Document segment:
Open Time: 7:00 AM - Close Time: 6:00 PM
Address: Tinh Tuc town, Nguyen Binh, Cao Bang Thị trấn Tĩnh Túc, Huyện Nguyên Bình, Tỉnh Cao Bằng
This open cast mine was first worked at the end of the 19th century. In 1902, under French possession, the company "Société des mines d'etain de Cao Bang" (Cao Bang tin mine) began exploiting the mine until Vietnam’s independence. Tin and other minerals thereafter are mined at Tinh Tuc and adjacent areas until today. The development of this group of mines has strongly influenced the development of Tinh Tuc Town at the beginning of and during the 20th century.
Similar to other mineral deposits around the Pia Oac granite massif, the gas rich hot magma that intruded (c.85-95 million years ago, Cretaceous period) into the limestone (containing Crinoids, formed under shallow and warm marine conditions c.360-270 million years ago, Carboniferous-Permian period) had resulted in tin and other related minerals.
Tin is of high economic value. It is a silvery-white metal that is soft, malleable and fairly resistant to corrosion. Its extraction and use can be dated to the beginnings of the Bronze Age around 3000BC. When first used it was mixed with copper to produce bronze, which is a very resistant metal. After that, because of its low toxicity, tin was used for houseware manufacture (plate, pots etc.). Today alloys made from tin are used in varying applications, such as soldering and in magnets and superconductive wire. Tin is also used to help produce glass and weather-resistant coatings for windows and windshields.
Vietnam is the ninth largest tin producer in the world with a production of 5,400 tons/year. Coming to Tinh Tuc mine, visitors will also be able to find evidence of mining activities during the French time, along with many other unique geologic features e.g. planation surface at 1,200m asl, karst sinkholes etc.

Record extracts:
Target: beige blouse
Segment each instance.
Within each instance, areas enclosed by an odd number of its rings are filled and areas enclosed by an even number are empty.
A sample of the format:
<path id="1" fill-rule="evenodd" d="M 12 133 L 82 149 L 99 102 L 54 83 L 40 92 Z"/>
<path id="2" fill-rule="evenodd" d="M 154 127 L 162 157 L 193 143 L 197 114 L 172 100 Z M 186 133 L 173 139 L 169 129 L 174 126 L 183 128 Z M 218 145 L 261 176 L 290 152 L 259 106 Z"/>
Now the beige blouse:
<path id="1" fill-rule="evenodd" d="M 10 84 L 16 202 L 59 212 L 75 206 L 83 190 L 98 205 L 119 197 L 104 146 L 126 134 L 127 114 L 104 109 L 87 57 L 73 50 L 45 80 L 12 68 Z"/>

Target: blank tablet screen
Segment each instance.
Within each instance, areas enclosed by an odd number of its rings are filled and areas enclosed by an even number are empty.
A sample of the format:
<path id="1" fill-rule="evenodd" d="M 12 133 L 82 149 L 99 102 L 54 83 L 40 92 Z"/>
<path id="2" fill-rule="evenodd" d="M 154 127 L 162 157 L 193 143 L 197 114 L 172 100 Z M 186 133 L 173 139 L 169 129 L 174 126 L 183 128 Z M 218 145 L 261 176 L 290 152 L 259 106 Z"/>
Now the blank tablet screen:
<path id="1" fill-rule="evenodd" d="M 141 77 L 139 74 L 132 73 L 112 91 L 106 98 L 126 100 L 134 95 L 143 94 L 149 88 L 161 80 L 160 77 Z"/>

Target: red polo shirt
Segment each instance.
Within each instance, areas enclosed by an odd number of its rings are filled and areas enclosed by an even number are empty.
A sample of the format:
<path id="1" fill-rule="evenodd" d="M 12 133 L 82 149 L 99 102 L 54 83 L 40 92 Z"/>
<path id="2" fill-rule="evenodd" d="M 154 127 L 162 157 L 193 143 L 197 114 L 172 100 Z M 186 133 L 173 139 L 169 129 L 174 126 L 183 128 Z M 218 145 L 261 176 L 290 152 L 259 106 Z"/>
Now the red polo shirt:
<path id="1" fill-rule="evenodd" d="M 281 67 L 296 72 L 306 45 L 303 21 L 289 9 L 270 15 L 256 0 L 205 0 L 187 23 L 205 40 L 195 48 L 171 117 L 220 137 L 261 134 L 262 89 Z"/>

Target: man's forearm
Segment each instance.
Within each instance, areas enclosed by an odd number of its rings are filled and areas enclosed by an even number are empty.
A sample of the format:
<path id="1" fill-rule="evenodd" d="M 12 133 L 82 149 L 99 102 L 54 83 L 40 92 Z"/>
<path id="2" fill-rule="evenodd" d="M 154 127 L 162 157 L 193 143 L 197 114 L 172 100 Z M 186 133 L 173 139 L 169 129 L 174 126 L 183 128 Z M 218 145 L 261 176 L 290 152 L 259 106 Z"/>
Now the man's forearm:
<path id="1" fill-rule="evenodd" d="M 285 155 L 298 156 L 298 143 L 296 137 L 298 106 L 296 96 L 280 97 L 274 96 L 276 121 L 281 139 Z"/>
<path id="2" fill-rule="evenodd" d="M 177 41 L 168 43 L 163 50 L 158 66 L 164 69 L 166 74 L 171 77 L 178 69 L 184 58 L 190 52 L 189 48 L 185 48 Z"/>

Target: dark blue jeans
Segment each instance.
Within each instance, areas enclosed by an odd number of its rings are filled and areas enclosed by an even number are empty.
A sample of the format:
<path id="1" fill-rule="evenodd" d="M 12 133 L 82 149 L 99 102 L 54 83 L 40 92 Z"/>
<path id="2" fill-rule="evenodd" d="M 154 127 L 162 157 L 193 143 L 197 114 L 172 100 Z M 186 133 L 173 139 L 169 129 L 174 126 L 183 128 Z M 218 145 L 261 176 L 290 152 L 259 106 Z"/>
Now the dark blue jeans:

Activity:
Rewrite the paragraph of the Tinh Tuc mine text that begins "Tin is of high economic value" as a short bulleted list, keeping its main facts.

Result:
- Tin has high economic value.
- It is a silvery-white metal: soft, malleable and fairly resistant to corrosion.
- Its extraction and use date to the start of the Bronze Age, around 3000BC, when it was mixed with copper to make bronze, a very resistant metal.
- Because of its low toxicity, it was later used to make houseware such as plates and pots.
- Today tin alloys are used in soldering, magnets and superconductive wire.
- Tin also helps produce glass and weather-resistant coatings for windows and windshields.